_Your task_
Below are records; transcribe each one exactly.
Start of Records to process
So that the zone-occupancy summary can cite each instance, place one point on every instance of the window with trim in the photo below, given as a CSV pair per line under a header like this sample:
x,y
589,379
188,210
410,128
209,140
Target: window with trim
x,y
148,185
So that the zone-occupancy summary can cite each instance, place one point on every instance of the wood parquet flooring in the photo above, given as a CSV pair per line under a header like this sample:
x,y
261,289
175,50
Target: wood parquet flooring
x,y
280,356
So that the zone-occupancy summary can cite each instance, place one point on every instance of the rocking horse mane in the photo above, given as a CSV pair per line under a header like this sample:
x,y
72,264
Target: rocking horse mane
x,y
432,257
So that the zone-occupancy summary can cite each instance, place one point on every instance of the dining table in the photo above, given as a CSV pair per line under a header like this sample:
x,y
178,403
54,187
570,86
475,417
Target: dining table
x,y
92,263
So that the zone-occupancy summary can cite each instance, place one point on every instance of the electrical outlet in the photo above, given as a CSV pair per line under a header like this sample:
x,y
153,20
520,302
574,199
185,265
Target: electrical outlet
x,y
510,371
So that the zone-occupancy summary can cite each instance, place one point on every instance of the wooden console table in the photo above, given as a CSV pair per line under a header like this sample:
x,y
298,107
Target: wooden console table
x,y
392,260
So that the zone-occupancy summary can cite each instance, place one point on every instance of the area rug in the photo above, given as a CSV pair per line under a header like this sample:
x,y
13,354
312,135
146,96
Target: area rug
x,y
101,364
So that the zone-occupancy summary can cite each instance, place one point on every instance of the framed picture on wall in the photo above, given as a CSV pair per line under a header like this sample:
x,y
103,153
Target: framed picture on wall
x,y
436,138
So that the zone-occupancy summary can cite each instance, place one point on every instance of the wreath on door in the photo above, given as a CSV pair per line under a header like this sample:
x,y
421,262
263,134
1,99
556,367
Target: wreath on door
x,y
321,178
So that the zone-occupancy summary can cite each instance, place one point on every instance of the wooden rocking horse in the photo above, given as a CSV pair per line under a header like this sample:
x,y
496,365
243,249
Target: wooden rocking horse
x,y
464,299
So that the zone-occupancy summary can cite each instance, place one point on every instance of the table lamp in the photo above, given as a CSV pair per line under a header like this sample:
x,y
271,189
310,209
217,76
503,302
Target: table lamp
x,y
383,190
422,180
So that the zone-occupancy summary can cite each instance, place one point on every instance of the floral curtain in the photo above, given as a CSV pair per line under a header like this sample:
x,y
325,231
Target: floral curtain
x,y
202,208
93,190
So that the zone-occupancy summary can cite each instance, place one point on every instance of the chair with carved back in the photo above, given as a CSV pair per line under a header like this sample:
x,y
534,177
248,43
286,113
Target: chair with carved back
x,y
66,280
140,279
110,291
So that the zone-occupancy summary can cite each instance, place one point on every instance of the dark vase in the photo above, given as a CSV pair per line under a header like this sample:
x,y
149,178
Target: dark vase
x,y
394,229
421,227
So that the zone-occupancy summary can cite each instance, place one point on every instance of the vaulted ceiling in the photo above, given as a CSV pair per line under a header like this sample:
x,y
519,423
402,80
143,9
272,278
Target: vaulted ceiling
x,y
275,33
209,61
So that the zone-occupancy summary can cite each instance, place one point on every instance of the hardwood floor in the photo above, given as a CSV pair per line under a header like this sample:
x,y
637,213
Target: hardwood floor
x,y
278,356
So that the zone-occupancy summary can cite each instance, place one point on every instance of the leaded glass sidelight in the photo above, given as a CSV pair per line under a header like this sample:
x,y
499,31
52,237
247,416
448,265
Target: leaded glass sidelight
End of Records to process
_Answer for this exercise_
So that the zone-occupancy summary can cite each instance, place one point on every instance of the window with trim in the photo below, given as a CSV pair per line under a header like this sample:
x,y
589,379
188,210
410,128
209,140
Target: window with trim
x,y
148,185
So that the zone-occupancy summary can cite each instance, place one point on every instance of the wood parquet flooring in the photo above, given as a CSV pair per line under a header like this sample:
x,y
261,289
175,50
Target: wood parquet flooring
x,y
280,356
So that the zone-occupancy summary can cite each instance, place one point on every instance of the rocking horse mane in the photo above, given as a CSV pair per line under a header like this sample:
x,y
72,264
Target: rocking horse mane
x,y
432,257
So that the zone-occupancy summary can cite each instance, place one point on every instance of the dining table in the photo above, given as a CSV pair per line under a header like this sample:
x,y
178,403
54,187
570,86
475,417
Target: dining table
x,y
92,263
So that the zone-occupancy summary can cite each instance, place one point on every instance of the electrical outlet in the photo above, given as a CSV pair per line under a header like this sample:
x,y
153,20
520,302
574,199
185,265
Target: electrical outlet
x,y
510,371
So that the zone-occupancy summary can cite each instance, place one point on every instance of the wooden console table in the photo above, given as a CSV pair per line under a header like this sample:
x,y
298,107
Target: wooden console table
x,y
392,260
So that the zone-occupancy summary can cite each instance, place one point on every instance of the area rug in the photo above, given as a CSV pair per line under a header like this sample:
x,y
13,354
312,135
146,96
Target: area rug
x,y
101,364
So that the zone-occupancy summary can cite each instance, place one point on every instance of the framed picture on wall in the photo above, given as a CSV pair per line under a header like this sample:
x,y
103,153
Target: framed picture on wall
x,y
436,138
So that the zone-occupancy summary can cite each instance, place one point on every instance of the wreath on door in the photo above, given as a CSV pair per line under a header like this sample:
x,y
421,262
263,134
1,99
556,367
Target: wreath on door
x,y
321,178
So that the zone-occupancy summary can cite each instance, place one point on every instance of the wooden rocking horse in the photo above, given as a CSV pair per line under a header like this sample:
x,y
496,365
243,249
Target: wooden rocking horse
x,y
464,299
So that the zone-occupancy summary can cite each instance, place one point on every instance of the table lamp in the photo above, given as a CSV pair per line under a header like this sample:
x,y
271,189
310,209
217,76
503,302
Target: table lamp
x,y
383,190
422,180
So that the zone-occupancy summary can cite each instance, place one point on every instance of the floral curtain in the photo above, given as a CSV pair per line under a header like this sample:
x,y
325,231
Target: floral curtain
x,y
202,208
93,190
So that the zone-occupancy summary can cite each instance, place one point on every instance of the chair with carved back in the photo above, given as a CSV pair per line under a header like this sample:
x,y
534,177
248,43
286,113
Target: chair with carved back
x,y
66,280
140,279
110,291
So that the zone-occupancy summary can cite each instance, place one point on every instance of the dark vase in the photo above, given as a CSV pair per line under a header like this sample:
x,y
149,178
Target: dark vase
x,y
394,229
421,227
So that the zone-occupancy summary can cite each instance, place one point on every instance of the vaulted ceiling in the photo above, given as a CSV pair per line under a header like this sample:
x,y
519,423
402,80
143,9
272,278
Target: vaulted ceiling
x,y
275,33
209,61
So that the zone-occupancy summary can cite each instance, place one point on every instance of the hardwood floor in the photo above, given as a CSV pair per line under a header like this sample:
x,y
637,213
Target: hardwood floor
x,y
278,356
So that the zone-occupancy summary can cite each instance, place one point on every instance of the leaded glass sidelight in the photo above, given as a CSV pair per line under a header like this sample:
x,y
499,31
52,237
247,416
448,265
Target: leaded glass sidelight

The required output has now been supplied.